* DIRECTION
Copy all the material that follows, keeping every character the same.
— start of DATA FOR THE TASK —
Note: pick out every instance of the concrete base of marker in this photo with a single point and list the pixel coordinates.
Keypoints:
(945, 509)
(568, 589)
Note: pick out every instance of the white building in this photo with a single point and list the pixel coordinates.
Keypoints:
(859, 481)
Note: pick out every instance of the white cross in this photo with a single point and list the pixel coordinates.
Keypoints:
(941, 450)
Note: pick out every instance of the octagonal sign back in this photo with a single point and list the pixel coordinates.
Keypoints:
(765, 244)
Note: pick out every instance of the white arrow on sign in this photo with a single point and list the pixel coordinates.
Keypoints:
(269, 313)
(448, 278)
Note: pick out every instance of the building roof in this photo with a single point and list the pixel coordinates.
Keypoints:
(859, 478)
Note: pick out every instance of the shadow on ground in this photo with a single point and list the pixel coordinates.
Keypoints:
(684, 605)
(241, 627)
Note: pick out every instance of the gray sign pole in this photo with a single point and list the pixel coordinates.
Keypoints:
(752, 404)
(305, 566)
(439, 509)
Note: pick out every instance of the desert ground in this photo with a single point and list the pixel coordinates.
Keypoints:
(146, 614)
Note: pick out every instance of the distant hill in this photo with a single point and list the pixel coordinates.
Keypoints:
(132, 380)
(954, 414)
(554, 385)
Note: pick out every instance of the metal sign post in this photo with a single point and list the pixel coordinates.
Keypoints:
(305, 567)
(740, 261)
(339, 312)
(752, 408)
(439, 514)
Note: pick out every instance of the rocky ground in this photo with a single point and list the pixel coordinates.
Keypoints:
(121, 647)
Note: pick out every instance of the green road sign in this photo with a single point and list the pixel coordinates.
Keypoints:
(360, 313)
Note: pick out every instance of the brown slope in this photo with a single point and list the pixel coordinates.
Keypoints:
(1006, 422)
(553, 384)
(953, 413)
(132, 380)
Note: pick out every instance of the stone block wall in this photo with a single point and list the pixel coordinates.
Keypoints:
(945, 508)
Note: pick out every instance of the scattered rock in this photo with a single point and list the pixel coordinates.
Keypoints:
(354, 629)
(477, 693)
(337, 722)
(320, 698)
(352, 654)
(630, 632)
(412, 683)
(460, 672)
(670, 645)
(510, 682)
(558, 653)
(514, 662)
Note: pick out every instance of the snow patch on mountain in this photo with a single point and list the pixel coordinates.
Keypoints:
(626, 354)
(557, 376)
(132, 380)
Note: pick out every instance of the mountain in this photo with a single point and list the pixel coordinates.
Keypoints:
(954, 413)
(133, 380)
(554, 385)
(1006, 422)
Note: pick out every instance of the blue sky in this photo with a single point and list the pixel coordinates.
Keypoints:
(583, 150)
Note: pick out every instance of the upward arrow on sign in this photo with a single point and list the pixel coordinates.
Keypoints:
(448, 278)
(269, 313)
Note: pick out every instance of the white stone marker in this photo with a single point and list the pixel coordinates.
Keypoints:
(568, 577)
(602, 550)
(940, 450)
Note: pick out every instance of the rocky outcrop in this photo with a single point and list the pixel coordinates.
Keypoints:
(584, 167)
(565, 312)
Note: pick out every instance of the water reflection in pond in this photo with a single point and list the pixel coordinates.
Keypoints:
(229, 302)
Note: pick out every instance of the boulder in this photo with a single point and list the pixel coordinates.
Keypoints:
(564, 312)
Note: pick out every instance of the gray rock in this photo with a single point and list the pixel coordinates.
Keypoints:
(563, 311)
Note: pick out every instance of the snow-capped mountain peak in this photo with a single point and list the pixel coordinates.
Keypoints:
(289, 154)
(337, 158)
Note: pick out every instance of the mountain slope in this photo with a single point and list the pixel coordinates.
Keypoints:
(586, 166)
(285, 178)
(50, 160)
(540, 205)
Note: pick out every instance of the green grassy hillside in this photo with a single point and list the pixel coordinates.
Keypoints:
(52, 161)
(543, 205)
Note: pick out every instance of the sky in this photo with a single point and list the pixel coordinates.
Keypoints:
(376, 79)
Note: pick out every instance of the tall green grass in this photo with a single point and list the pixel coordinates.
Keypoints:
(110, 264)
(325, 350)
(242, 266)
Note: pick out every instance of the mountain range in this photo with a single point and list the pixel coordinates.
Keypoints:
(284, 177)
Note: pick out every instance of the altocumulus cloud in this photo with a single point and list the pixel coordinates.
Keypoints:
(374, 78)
— end of DATA FOR THE TASK —
* OUTPUT OF THE TASK
Note: pick out every instance of the concrete base of marker in this photo with a single point and list the pixel coordinates.
Keypoints:
(945, 509)
(568, 589)
Note: pick out every instance of the white building in this photo with a single point and list the pixel coordinates.
Keypoints:
(859, 481)
Note: pick out every instance of the white cross in this photo with a single point and list the pixel coordinates.
Keypoints:
(941, 450)
Note: pick out every instance of the octagonal sign back in this photo with a single point and list the pixel coordinates.
Keypoints:
(765, 244)
Note: pick out every instance of the white arrow on sign in this photo with a single point and list the pixel coordinates.
Keypoints:
(269, 313)
(448, 278)
Note: pick out every instance of the building roof in this photo with a single point and list the pixel coordinates.
Keypoints:
(859, 478)
Note: pick out every instance of the shadow on ground in this photo with a single point and list the pixel coordinates.
Keypoints:
(684, 605)
(241, 627)
Note: pick out every instance of the gray sign pole in this photo with a single point and list the pixel coordinates.
Keypoints:
(752, 404)
(305, 566)
(439, 509)
Note: pick out every instance of the desert ground in this photo with a single point and list the pixel coordinates.
Keypoints:
(146, 614)
Note: pick out every instance of the distant hill in this photo with a single point and list the pixel coordinates.
Keypoints:
(132, 380)
(954, 414)
(554, 385)
Note: pick out every instance of the metal sign post in this photo with a single point and list the pixel coordinates.
Keypoints:
(305, 567)
(740, 261)
(339, 312)
(752, 408)
(439, 514)
Note: pick out every instance of the rocky ground in this photo with a single point and list the pixel coordinates.
Keypoints:
(121, 647)
Note: pick out every instance of the green road sign in this photo with a single point and list the pixel coordinates.
Keypoints:
(360, 313)
Note: pick out every instance of the brown slope in this photo with a single point and list the pixel coordinates.
Keypoints:
(1006, 422)
(553, 384)
(953, 413)
(132, 380)
Note: pick out every instance of the stone block wall in this photo with a single point and list the pixel coordinates.
Keypoints:
(945, 508)
Note: pick out every instance of the scattered rock in this photo with a single point and list the pixel coordinates.
Keypoints:
(354, 629)
(477, 693)
(337, 722)
(320, 698)
(352, 654)
(630, 632)
(412, 683)
(460, 672)
(670, 645)
(510, 682)
(558, 653)
(514, 662)
Note: pick out every instance of the snow patch on mountain in this photo with a single point and list the pixel coordinates.
Keypoints:
(626, 354)
(557, 376)
(132, 380)
Note: pick out every instance of the mountain in this photo with a single point and list the pixel coordinates.
Keypoints:
(954, 413)
(133, 380)
(554, 385)
(1006, 422)
Note: pick out every instance of the blue sky in this photo with a single point and list the pixel coordinates.
Keypoints:
(583, 150)
Note: pick out every instance of the upward arrow on sign in this photo with a single point and list the pixel coordinates.
Keypoints:
(448, 278)
(269, 313)
Note: pick out every instance of the white stone marker in this photo with a single point and list the pixel coordinates.
Keypoints:
(568, 577)
(602, 550)
(940, 450)
Note: pick out every instance of the rocky outcrop in this photo with a single point and list the pixel coordinates.
Keypoints:
(584, 167)
(565, 312)
Note: pick out every instance of the water reflection in pond in this photo with a single point and list the pixel coordinates.
Keypoints:
(229, 302)
Note: pick out every instance of the boulder in this photo with a single point and list the pixel coordinates.
Keypoints:
(564, 312)
Note: pick out every instance of the gray rock in this photo with a single point and list the pixel coordinates.
Keypoints:
(563, 311)
Note: pick out every instance of the snow-capped mountain peak in this photo with a single point and list the pixel coordinates.
Keypoints:
(289, 154)
(337, 158)
Note: pick out every instance of the mountain slope in this photo with a single point and list the pixel coordinates.
Keypoints:
(586, 166)
(285, 178)
(50, 160)
(540, 205)
Note: pick out every instance of the green grassy hillside in this photo with a single point and list the pixel coordinates.
Keypoints:
(52, 161)
(543, 205)
Note: pick out every instance of the sky in this photo with a single point and list the pixel coordinates.
Keypoints:
(376, 79)
Note: pick out every instance of the tall green grass in this photo with a single point and list the pixel coordinates.
Keypoints:
(110, 264)
(325, 350)
(242, 266)
Note: pick out every instance of the mountain range in this photo with a single point and list the pixel coordinates.
Keypoints:
(284, 177)
Note: pick out every instance of the altocumulus cloud in this photo with a single point and list the pixel coordinates.
Keypoints:
(374, 78)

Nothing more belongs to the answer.